───── ITEMS

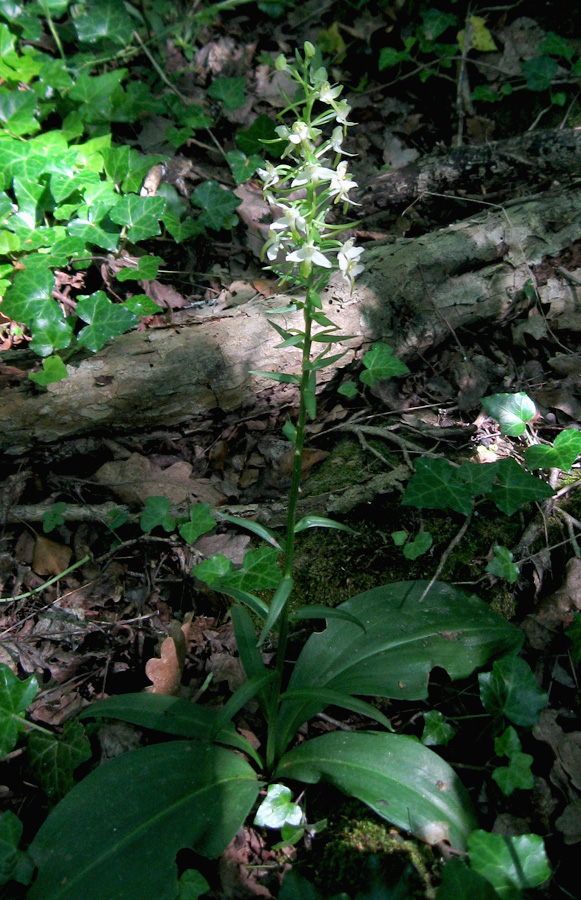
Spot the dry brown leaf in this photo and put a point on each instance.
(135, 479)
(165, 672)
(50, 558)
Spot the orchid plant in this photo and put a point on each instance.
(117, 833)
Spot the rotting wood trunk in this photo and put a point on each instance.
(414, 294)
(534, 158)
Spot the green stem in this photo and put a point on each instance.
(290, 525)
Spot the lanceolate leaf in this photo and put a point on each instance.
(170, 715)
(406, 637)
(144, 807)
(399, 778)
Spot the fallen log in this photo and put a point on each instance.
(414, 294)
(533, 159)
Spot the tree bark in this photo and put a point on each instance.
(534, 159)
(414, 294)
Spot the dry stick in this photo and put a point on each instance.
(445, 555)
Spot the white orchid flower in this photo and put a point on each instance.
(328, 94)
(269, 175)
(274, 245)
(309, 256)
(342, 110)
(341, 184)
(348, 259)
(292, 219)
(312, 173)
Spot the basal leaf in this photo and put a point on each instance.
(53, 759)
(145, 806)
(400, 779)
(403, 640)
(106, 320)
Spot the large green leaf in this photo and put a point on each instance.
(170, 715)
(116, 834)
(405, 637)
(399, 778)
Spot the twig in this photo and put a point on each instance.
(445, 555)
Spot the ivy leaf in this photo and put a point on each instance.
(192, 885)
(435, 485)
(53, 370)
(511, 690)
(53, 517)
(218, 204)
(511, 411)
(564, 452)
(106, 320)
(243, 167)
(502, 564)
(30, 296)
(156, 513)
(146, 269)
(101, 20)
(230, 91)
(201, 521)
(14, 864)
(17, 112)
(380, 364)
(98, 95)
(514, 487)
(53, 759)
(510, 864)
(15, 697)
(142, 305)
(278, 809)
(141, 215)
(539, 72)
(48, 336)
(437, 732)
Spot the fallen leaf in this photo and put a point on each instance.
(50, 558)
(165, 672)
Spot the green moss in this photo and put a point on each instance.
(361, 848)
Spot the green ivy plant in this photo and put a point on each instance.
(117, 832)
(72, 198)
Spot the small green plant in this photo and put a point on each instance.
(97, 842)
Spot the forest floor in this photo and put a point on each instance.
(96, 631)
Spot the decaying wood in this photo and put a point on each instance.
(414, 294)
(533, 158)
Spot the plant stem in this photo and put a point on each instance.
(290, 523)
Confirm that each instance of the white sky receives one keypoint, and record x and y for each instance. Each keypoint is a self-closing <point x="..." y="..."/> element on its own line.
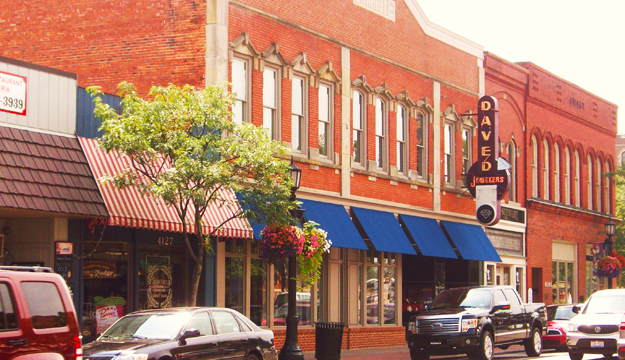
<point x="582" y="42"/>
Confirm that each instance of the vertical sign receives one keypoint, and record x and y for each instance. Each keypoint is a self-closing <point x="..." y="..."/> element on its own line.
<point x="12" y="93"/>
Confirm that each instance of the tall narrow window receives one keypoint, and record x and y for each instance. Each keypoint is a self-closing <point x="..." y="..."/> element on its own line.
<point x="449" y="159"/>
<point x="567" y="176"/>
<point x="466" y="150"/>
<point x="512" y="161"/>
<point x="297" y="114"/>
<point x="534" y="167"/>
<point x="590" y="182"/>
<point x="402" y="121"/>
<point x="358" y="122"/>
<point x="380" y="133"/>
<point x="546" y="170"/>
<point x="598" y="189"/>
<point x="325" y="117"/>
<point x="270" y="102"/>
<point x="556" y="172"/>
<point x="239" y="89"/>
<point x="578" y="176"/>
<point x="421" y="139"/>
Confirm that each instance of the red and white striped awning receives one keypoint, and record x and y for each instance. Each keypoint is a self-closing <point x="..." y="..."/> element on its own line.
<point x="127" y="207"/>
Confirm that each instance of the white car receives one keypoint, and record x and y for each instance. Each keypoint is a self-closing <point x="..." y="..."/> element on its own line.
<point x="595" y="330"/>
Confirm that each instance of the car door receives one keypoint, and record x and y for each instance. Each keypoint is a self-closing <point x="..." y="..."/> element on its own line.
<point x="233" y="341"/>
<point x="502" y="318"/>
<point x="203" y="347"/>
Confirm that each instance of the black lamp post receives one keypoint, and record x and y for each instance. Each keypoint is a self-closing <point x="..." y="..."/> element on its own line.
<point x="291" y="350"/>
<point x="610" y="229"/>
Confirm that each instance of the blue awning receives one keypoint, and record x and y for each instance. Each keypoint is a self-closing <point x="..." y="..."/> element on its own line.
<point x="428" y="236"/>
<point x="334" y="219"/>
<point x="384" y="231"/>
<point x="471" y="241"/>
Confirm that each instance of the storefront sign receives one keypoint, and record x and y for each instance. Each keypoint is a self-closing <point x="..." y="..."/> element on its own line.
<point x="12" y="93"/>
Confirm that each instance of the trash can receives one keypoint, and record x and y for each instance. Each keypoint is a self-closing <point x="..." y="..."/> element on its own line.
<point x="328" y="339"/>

──────────
───── ITEMS

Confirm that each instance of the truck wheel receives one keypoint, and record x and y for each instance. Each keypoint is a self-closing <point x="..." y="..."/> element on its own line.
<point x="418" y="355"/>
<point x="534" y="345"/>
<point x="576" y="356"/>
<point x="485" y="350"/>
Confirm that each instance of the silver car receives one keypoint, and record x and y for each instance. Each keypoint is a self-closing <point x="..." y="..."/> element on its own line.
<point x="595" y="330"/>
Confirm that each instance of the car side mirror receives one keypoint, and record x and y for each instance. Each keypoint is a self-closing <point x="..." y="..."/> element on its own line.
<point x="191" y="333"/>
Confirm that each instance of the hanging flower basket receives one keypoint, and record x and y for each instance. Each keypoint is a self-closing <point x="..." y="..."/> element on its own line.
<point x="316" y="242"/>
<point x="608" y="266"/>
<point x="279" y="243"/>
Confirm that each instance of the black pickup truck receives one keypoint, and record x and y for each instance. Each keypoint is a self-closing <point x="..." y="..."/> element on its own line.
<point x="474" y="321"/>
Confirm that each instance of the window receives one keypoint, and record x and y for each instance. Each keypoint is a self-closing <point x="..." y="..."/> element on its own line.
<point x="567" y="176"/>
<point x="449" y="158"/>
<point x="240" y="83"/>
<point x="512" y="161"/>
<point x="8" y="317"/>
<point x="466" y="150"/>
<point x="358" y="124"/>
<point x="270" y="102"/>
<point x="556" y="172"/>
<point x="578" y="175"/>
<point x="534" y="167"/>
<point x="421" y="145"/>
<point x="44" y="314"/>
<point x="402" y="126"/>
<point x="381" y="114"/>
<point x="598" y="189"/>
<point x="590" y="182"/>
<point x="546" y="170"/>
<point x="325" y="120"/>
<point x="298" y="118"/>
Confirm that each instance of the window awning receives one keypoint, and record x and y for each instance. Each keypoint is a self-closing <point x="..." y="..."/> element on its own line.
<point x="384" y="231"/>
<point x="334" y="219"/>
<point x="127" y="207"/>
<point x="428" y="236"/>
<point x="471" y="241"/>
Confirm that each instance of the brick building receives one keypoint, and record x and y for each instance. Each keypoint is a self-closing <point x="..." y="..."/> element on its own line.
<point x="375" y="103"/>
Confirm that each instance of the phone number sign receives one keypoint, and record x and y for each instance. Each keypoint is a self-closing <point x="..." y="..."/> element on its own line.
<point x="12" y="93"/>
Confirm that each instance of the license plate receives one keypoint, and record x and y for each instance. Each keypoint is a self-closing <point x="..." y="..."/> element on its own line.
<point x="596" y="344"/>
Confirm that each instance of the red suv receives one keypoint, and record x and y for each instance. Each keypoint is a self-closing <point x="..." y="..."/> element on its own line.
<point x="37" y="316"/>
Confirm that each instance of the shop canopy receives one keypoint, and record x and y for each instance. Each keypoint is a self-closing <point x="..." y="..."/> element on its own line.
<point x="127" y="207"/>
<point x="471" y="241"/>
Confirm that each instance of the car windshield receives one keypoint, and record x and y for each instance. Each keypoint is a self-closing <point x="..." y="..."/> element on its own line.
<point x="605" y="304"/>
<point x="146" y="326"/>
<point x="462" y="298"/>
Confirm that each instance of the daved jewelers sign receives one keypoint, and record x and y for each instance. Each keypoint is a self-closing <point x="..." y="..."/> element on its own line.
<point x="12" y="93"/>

──────────
───── ITEMS

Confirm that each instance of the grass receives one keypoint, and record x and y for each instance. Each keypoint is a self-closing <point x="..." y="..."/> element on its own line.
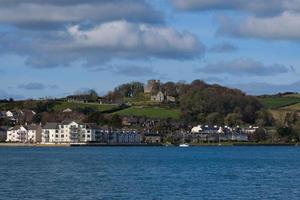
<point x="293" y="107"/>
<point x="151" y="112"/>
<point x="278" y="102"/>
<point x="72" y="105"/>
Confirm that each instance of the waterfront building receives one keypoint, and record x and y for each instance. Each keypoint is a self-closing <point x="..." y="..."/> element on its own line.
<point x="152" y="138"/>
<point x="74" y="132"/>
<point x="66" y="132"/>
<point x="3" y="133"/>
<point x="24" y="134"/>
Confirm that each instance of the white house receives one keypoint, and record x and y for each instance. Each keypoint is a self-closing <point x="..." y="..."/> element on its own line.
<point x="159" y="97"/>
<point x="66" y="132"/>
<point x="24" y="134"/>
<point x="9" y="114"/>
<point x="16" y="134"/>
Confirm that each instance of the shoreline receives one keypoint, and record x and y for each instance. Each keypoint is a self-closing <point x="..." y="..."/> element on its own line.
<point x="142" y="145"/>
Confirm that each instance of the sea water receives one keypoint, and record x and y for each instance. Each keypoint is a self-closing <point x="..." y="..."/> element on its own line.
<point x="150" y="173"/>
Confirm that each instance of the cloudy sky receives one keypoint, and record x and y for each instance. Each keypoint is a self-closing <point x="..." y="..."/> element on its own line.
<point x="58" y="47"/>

──────────

== EXERCISE PROMPT ==
Pick out each line in the records above that contains the string "stem", and copy every such line in full.

== SOLVED EXERCISE ==
Spot the green stem in this photo and put a point on each instance.
Spot the plant stem in this photo and put a point on each instance.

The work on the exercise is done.